> _Tasks to complete_
a – In the post about managing MS, rewrite the part that opens with the words containing "My parents always" and closes with "was forging ahead!", replacing "neurologist" with "doctor".
b – List every passage the post about managing MS sets in double quotation marks.
c – Take the post about managing MS further, starting after its final sentence.

> _Document extract_
======
Friday, February 7, 2014

Courage to bloom

The past four years I have been under the impression that I was "managing" my
MS, when in truth I was trying to ignore it.  I pushed through, stiff upper
lip and all. I thought if I just plowed through life, running full steam
ahead that I would "beat" this disease.  I pushed it out of my mind, as best
I could, trying to prove that this could and would not change me or my life.
My parents always said I had to learn things the hard way...and "the light (finally)
dawns on Marblehead". 

Last summer, after getting some test results back my neurologist suggested
that I consider changing my course of drug therapy.  Over the past months since I have
been trying to decide if this is something I want to do.  A very smart person
in my life asked me a question I had never asked myself..."what is your plan
for managing your MS?"  At first I was honestly insulted...I got up every morning
and faced the day, I wasn't crying a pity party in my soup. I was forging ahead! 
I had a plan...to do what ever my neurologist told me to do...that's why I go to
a specialist,right?  I thought I had done pretty good considering the circumstances. 
I was doing the best I could...or was I?  I was then asked..."is that it?"  
I started thinking and I had to admit to myself that I really didn't have a plan. I was in denial.

According to the 5 stages of grief "Acceptance means that you've grasped the reality of your situation
and you're ready to incorporate that reality into your life. " Hmmm...I think in the
back of my mind acceptance meant that I was defeated.  I have really struggled with
this idea.  To be honest I am still struggling with it.  Ever fiber of my being has been telling me
that acknowledging this is wrestling with defeat and defeat is unacceptable.  But I had to admit
my plan wasn't really working anymore (if it ever did).  So I started to do what I do best, research.
There is so much information out there it is overwhelming and intimidating.  Where the hell do
I begin?  Since I now realize that relying solely on the medical community is no longer an option for me my new plan is to look for ways to attack this on all fronts.  It's a necessary turn in the road. 
I know it won't be easy but I am going to try to keep my mind open to all that is out there for me
to tap into.  I have to remember that this too is moving forward, the game plan has just shifted...but I am still IN the game.
======
> _Data records_
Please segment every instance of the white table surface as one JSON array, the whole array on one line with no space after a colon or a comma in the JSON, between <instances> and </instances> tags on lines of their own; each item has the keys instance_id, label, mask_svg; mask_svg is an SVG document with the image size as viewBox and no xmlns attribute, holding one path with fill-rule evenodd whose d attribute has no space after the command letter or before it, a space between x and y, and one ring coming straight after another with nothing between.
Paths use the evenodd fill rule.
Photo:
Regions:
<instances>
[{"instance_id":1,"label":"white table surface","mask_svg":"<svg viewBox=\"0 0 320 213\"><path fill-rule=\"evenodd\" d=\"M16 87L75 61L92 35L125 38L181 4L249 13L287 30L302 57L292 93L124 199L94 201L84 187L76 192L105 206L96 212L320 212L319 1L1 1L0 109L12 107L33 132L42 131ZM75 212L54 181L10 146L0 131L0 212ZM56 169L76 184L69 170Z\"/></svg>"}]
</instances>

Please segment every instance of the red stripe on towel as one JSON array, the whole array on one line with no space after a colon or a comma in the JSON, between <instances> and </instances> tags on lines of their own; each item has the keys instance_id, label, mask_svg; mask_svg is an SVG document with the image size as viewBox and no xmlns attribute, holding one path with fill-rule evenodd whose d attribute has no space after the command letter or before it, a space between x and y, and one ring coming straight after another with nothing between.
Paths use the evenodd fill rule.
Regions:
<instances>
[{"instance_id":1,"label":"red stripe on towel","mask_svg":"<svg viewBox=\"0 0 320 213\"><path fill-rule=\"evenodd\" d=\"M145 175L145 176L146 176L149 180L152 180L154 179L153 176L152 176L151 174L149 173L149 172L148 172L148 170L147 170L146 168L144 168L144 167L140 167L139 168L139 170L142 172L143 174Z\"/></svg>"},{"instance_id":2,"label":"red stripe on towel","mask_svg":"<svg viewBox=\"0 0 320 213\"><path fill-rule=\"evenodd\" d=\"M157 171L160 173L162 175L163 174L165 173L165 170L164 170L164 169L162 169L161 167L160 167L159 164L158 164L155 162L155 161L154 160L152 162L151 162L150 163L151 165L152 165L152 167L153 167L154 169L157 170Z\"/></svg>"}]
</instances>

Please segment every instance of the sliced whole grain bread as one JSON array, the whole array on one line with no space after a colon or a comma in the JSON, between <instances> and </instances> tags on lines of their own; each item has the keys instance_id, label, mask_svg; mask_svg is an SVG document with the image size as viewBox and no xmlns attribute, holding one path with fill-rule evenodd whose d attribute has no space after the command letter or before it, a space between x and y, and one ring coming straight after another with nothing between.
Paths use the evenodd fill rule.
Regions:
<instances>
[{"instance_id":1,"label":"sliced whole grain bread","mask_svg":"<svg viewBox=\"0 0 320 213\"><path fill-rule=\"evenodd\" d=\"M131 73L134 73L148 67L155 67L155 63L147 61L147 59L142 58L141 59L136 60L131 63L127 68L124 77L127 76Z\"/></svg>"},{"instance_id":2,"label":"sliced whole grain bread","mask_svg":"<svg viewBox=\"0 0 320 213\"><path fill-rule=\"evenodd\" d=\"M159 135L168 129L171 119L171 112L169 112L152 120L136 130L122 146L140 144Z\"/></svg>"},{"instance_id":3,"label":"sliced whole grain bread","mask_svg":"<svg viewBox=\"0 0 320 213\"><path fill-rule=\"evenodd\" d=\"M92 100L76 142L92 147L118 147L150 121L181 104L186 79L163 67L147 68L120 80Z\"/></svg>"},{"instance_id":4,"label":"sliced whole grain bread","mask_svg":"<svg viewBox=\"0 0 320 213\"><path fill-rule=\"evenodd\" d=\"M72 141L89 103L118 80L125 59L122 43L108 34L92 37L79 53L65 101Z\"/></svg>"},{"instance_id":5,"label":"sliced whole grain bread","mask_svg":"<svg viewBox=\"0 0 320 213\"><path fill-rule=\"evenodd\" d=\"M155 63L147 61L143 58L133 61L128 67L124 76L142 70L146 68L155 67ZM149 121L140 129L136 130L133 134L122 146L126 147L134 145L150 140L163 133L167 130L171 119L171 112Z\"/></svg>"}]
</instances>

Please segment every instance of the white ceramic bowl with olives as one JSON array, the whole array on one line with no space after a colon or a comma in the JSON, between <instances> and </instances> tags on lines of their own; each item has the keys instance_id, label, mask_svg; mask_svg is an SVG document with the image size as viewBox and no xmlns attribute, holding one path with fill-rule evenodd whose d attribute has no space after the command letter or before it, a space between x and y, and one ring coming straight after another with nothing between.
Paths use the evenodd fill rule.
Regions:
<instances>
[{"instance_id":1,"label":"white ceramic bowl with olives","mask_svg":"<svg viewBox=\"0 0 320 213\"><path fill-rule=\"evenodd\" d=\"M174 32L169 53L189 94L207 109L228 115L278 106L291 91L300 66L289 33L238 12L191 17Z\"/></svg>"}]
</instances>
======
> _Outputs for the tasks_
a –
My parents always said I had to learn things the hard way...and "the light (finally)
dawns on Marblehead". 

Last summer, after getting some test results back my doctor suggested
that I consider changing my course of drug therapy.  Over the past months since I have
been trying to decide if this is something I want to do.  A very smart person
in my life asked me a question I had never asked myself..."what is your plan
for managing your MS?"  At first I was honestly insulted...I got up every morning
and faced the day, I wasn't crying a pity party in my soup. I was forging ahead!

b –
- "managing"
- "beat"
- "the light (finally) dawns on Marblehead"
- "what is your plan for managing your MS?"
- "is that it?"
- "Acceptance means that you've grasped the reality of your situation and you're ready to incorporate that reality into your life."

c –
To that very smart person in my life...thank you.  Many times it's hard to see the forest
through the trees and it takes someone with courage to point that out.  Thank you for
challenging me to be the best person I can be and thank you for reminding me that it is
always worth the risk to bloom.

"and the day came when the risk to remain tight in a bud was greater than the
risk it took to bloom"  Anais Nin

Thursday, January 30, 2014

Endurance, perserverance for the race we have before us


What a fantastic year it has been!  2013 brought so many wonderful experiences and we made so many amazing memories!!  As many of you know I got married this past September.  It’s been a whirlwind.  God has truly blessed me…growing our family to five daughters, giving us the means to expand our home and add 3 additional bedrooms, listing and selling my townhome in just 5 weeks, and of course most importantly finding the most incredible man to spend the rest of my life with. 

It’s been 4 years since I was diagnosed with MS and my life has seen many changes.  Some, as you can see from above, have been more than I could ever have dreamed of and others quite frankly have been a nightmare.  The physical and cognitive changes that MS has made to my brain, therefore my body, can be quite discouraging at times.  The physical symptoms have relatively stayed the same; numbness in my limbs, spatial issues, balance difficulties, pain in my back that has been not so lovingly named the” MS hug” along with extreme fatigue.   Cognitively, I have a pretty bad scar on my brain somewhere that has caused great memory loss.  I have lost complete conversations.  I have missed appointments that I didn’t remember scheduling.  I have forgotten some of the “little things” that make up the special memories of time I have spent with loved ones.  While there has been many a dark moment for me physically, emotionally and cognitively I can truly say that I am blessed. 

Every day I get up and out of bed I am thankful.  Thankful for the ability to walk.  Thankful for the ability to see.  Thankful that that I have been given a new day.  Thankful that I have true JOY in my heart.  Thankful for my amazing husband.  Thankful for our five absolutely beautiful, inside and out, daughters.  And believe it or not, Thankful I was diagnosed with MS.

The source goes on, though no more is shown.